Text segment
'''

- Born: July 19, 1955 Oslo, Norway
- Died: January 15, 2014 (aged 58) Atlanta, Georgia
- Education: Reed College (BA, 1977) Indiana University Bloomington (PhD, 1986)
- Scientific career
- Fields: Psychology Animal Communication Evolution of Language

= Michael Owren =

American psychologist (1955–2014)

Michael J. Owren (July 19, 1955 – January 15, 2014) was a Norwegian born American psychologist who contributed to the understanding of animal communication, the evolution of language, emotional communication, and vocal acoustics. His work focused on vocal phenomena in animals and humans. He pioneered digital spectral analysis techniques, first developed in speech science, for use in studies of animal communication. He studied primate vocalizations in terms of acoustics and communicative functions.

'''

Work request 1
Reproduce the passage of the Michael Owren text from "American psychologist (1955–2014)" up to and including "and communicative functions.".
Work request 2
Carry on the Michael Owren text, starting right after its final sentence.
The records that come next are separate material and have no connection to the text on Michael Owren.

Provided records
'''

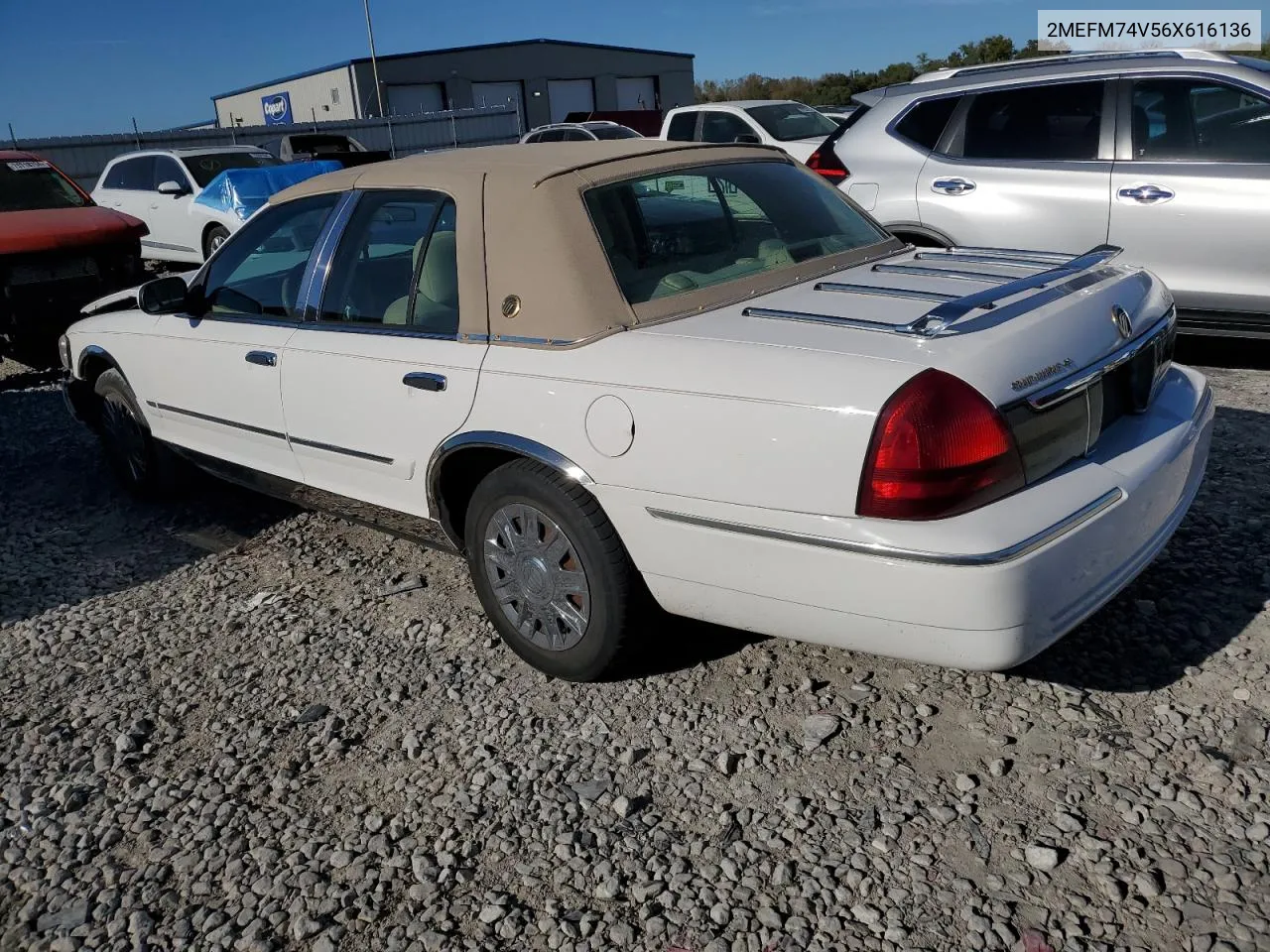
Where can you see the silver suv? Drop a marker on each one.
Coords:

'''
'''

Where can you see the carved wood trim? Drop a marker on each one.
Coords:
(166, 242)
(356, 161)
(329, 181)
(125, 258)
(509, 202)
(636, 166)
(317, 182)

'''

Task output 1
American psychologist (1955–2014)

Michael J. Owren (July 19, 1955 – January 15, 2014) was a Norwegian born American psychologist who contributed to the understanding of animal communication, the evolution of language, emotional communication, and vocal acoustics. His work focused on vocal phenomena in animals and humans. He pioneered digital spectral analysis techniques, first developed in speech science, for use in studies of animal communication. He studied primate vocalizations in terms of acoustics and communicative functions.

Task output 2
==Biography==
Owren studied and worked in the United States and New Zealand. He received a B.A. in psychology from Reed College in 1977 and a Ph.D. in experimental psychology from Indiana University Bloomington in 1986. He went on to a postdoctoral fellowship in psychology at the University of Pennsylvania, 1986 to 1989 and a postgraduate research position at the California National Primate Research Center, the University of California, Davis, 1986 to 1990.

From 1990 until his death in 2014, Owren held faculty positions at the University of Colorado Denver, the University of Otago in New Zealand, Reed College, Cornell University, Georgia State University, and Emory University.

His research was funded by the National Institutes of Health, including the National Institute of Mental Health, the National Institute of Child Health and Human Development, and the National Institute of Neurological Disorders and Stroke, as well as by the National Geographic Society, and by the various institutions where he studied and held faculty positions.

Owren served in editorial roles for the Journal of the Acoustical Society of America, Emotion Review, Interaction Studies, the Journal of Comparative Psychology, and Psychological Science. He reviewed for numerous additional journals.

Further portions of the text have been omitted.